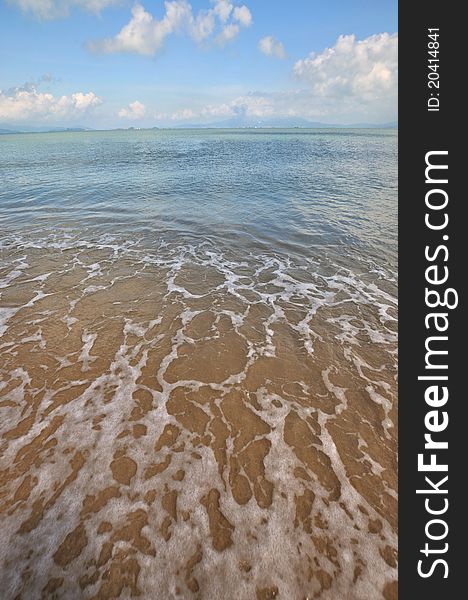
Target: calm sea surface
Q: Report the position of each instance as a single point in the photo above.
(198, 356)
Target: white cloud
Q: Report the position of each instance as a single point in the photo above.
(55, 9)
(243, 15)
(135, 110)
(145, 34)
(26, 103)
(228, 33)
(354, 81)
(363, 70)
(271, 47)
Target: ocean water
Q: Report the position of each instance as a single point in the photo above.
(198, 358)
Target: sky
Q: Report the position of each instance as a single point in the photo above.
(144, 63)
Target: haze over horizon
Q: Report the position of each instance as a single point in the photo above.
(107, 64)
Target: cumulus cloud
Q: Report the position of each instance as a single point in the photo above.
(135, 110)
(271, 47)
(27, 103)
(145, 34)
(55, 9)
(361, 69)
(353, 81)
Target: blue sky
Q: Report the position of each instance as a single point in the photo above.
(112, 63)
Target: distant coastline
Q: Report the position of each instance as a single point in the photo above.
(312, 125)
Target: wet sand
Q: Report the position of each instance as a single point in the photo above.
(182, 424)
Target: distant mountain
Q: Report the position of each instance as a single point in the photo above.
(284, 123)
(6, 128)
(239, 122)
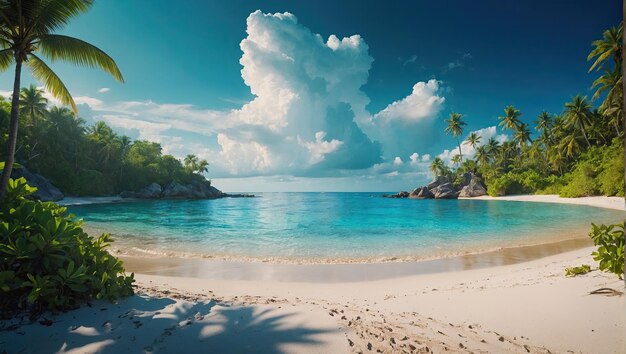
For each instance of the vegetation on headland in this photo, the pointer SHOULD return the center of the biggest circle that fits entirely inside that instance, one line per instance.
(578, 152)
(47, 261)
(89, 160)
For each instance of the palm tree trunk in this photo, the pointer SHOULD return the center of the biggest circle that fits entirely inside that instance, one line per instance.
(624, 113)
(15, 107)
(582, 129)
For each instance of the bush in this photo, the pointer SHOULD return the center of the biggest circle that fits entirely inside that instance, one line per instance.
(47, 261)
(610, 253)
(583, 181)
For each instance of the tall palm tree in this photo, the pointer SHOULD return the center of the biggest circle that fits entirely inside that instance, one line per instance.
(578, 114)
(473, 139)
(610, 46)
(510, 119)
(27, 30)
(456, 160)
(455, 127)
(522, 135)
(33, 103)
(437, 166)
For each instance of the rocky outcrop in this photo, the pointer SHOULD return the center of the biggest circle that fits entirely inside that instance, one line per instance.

══════════════════════════════

» The task
Transcribe the records above exactly, leaving out every picture.

» Result below
Target: calm sea surface
Q: Report the position of each instance as a single point in the photo above.
(198, 356)
Target: white cloud
Q: Report the position of each instance as a single point in the photo above.
(55, 9)
(243, 15)
(135, 110)
(145, 34)
(26, 103)
(228, 33)
(354, 81)
(363, 70)
(271, 47)
Target: ocean water
Q: Report the position of each instance as a single point in the photo above.
(198, 358)
Target: sky
Q: Report the position of each instance as a single point in the photo above.
(144, 63)
Target: haze over horizon
Q: Report the position of each instance as a single point in the photo above.
(107, 64)
Target: cumulus cloud
Q: Report the position of each instance as a single point in the photo above.
(135, 110)
(271, 47)
(27, 103)
(145, 34)
(55, 9)
(361, 69)
(353, 81)
Target: blue sky
Q: Report the position of each instance as a single point in the photo above.
(112, 63)
Target: distant coastline
Q: Report the position of each instance as a single point in the photo above.
(312, 125)
Target: wet sand
Q: Report the position of each instance as a single point in the photo above.
(182, 424)
Target: distant mountain
Q: Report the position of each instance as a single point in the photo above.
(284, 123)
(6, 128)
(239, 122)
For each instance of the vegetation on headland in this photo, the pointer SHOULD return the center of the biggest circle that fits entirely inside that instance, one line per instance.
(578, 152)
(47, 261)
(89, 160)
For each instance of the palm tree trunk in this photo, the pointer SHOULD return the center of the biggest circle that fits entirely inside that instance, one line per instance.
(624, 113)
(15, 107)
(582, 129)
For each instance of the bush in this photo, the pointer SHOULD return the center of the biggest circle that fits entirely inside that instance, one line per instance.
(47, 261)
(610, 253)
(583, 181)
For each instance of the tall palm tree in this photo, the pointer SHOULD return the center of the biggest circle that fits entirely inside that instance, one line per instance.
(578, 114)
(473, 139)
(610, 46)
(510, 119)
(27, 30)
(456, 160)
(455, 127)
(522, 135)
(33, 103)
(437, 166)
For each instance of the rocky outcrop in this photo, the pointer SHOULD return the center of the biggest circle that fits entirely inside that instance, one line per instance.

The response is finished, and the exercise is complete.